## Text provided
•••

13404776285?profile=RESIZE_400xMachines, appliances, gizmos, and contraptions have always been a part of illustration, enabling illustrators to transform their thoughts into real-life forms. The machine’s abilities, aesthetics, and impacts on humanity have always been a source of inspiration and concern. With the discussion raging around artificial intelligence as a game-changing technology, and when computers seem to inextricably serve as parts of creation and of our lives, perhaps it is time to take stock and consider the long-established but fluctuating relationship between illustration and the machine.

From the industrial printing press (once considered the most advanced and disruptive technology) to a symbol of artisanal craftsmanship, from the camera obscura to drawing tablets, from the phenakistiscope to smartphones-within illustration, machines are not only an integral part of the process of creation but also, within reproduction and distribution, they have a defining role in actualising and professionalising the illustrator’s work. Throughout time, analogue and multimedia devices have offered new image–text relationships, bringing new modalities to illustration such as movement, touch and sound.

The digital has offered data visualisation; detailed, calculated modulation; and access to nano and macro worlds, expanding the illustrator’s visual language and scope. Self-made contraptions, and emergent technologies such as digital lenses and wearables open new avenues for innovative visual experiences. Illustrators, by applying their creative visual knowledge and participating in the innovation of scientific tools, have expanded the possibilities of machines. The long history of illustrating machines not only shows the art of technical drawing, but also our aesthetic fascination with them. All these developments show how the machine, celebrated as an advancing technology, has significantly expanded creative capabilities across both traditional and emerging media.

•••

Region annotation entries
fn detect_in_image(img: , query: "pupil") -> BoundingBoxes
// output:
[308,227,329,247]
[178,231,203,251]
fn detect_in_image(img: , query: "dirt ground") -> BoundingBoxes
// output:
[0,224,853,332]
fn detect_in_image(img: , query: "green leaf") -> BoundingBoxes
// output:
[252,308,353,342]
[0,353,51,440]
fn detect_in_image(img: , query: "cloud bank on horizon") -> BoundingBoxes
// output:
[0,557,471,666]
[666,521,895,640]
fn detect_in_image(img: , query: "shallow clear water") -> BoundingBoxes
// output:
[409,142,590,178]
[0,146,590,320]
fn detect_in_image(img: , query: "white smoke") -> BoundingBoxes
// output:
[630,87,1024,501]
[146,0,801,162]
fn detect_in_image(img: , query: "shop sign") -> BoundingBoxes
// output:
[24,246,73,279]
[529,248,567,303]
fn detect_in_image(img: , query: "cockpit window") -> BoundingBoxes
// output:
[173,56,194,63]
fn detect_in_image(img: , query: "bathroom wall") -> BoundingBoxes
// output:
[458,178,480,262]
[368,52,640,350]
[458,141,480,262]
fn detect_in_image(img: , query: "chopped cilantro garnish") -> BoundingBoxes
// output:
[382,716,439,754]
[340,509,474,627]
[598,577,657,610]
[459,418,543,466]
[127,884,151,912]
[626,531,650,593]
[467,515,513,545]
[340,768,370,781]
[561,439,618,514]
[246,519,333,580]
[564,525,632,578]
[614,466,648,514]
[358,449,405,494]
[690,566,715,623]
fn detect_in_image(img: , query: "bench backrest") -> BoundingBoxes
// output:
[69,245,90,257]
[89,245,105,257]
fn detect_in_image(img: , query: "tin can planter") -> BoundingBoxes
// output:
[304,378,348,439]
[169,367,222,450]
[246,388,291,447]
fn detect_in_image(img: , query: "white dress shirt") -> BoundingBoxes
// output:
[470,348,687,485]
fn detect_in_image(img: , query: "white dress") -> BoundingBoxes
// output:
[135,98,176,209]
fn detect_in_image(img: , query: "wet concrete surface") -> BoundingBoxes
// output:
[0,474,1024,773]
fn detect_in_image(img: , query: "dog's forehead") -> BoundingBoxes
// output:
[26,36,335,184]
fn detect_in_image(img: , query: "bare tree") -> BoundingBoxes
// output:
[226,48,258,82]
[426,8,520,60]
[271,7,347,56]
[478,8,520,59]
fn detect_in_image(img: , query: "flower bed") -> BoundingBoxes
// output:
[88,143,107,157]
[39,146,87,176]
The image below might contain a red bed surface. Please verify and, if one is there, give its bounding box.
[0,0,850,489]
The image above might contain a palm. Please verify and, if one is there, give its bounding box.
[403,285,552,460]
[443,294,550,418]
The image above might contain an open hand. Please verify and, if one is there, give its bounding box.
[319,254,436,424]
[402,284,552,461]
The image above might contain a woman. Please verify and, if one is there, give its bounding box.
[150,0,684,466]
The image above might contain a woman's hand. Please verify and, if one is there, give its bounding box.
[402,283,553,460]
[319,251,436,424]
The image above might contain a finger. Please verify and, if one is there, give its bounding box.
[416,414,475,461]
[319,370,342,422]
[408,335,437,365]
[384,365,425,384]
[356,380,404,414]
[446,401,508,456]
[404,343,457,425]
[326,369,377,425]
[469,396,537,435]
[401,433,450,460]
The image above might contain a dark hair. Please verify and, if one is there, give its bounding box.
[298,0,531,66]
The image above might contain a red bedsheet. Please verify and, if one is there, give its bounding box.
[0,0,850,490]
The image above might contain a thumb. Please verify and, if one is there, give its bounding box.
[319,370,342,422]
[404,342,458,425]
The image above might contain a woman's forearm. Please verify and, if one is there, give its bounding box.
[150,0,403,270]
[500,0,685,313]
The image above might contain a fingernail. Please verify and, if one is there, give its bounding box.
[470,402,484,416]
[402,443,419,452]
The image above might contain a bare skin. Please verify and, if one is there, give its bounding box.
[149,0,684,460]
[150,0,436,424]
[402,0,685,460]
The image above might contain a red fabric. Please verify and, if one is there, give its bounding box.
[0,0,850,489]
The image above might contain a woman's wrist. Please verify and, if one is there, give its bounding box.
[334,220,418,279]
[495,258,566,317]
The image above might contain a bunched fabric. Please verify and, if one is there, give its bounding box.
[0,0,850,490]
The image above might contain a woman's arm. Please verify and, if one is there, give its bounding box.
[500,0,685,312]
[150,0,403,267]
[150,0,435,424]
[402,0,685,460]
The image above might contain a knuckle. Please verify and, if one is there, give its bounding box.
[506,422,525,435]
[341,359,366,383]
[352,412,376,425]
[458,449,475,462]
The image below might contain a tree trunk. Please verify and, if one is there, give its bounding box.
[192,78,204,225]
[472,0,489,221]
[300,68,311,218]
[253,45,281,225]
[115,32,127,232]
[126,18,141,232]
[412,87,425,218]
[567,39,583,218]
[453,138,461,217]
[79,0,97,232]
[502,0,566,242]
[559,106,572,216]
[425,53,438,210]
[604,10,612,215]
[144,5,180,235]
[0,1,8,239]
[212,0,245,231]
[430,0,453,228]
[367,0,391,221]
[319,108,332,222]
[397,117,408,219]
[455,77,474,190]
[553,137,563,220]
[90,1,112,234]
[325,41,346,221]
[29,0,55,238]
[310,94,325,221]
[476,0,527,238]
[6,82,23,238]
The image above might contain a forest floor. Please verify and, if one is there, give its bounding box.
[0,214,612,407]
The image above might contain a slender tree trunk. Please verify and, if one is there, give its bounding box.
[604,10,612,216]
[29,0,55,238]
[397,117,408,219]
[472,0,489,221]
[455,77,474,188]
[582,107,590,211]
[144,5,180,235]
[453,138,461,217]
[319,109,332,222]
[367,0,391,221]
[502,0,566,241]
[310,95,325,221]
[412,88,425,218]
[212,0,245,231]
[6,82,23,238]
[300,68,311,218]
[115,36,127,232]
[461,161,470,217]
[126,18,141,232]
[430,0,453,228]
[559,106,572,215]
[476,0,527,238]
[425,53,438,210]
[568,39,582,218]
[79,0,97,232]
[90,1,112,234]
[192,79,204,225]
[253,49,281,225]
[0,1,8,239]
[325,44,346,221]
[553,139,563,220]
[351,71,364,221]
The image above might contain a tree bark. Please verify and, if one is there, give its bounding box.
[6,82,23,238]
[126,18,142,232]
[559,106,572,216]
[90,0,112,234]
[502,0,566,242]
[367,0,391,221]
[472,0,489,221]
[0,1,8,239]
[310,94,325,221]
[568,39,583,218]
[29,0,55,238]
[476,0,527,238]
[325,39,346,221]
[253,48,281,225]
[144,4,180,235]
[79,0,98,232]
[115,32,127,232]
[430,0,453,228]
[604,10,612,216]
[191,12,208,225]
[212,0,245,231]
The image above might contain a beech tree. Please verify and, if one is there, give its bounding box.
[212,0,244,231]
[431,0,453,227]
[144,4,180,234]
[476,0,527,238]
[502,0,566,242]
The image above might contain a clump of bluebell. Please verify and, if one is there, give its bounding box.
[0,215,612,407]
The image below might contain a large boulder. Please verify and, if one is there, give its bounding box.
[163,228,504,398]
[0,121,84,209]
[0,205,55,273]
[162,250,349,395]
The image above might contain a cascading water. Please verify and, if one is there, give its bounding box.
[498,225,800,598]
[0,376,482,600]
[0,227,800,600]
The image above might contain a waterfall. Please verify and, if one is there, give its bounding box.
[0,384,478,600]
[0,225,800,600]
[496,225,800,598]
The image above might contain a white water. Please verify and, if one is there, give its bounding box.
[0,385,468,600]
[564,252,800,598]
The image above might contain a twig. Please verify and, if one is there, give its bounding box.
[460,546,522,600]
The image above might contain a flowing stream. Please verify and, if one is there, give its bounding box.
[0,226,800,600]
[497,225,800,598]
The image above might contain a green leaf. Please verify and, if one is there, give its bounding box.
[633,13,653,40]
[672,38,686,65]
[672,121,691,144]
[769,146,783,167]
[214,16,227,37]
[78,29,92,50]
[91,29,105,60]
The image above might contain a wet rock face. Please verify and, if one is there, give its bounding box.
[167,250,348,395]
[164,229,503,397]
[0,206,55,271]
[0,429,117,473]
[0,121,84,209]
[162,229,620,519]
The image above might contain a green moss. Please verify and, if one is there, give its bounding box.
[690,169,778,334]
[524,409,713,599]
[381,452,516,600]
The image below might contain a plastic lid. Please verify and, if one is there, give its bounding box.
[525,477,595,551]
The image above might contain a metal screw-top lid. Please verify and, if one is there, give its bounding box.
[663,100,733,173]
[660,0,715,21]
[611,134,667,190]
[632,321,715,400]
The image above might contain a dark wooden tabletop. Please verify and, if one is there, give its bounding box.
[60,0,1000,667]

•••

## What to produce
In the text on illustration and the machine, what was the industrial printing press once considered?

## Solution to the problem
The most advanced and disruptive technology.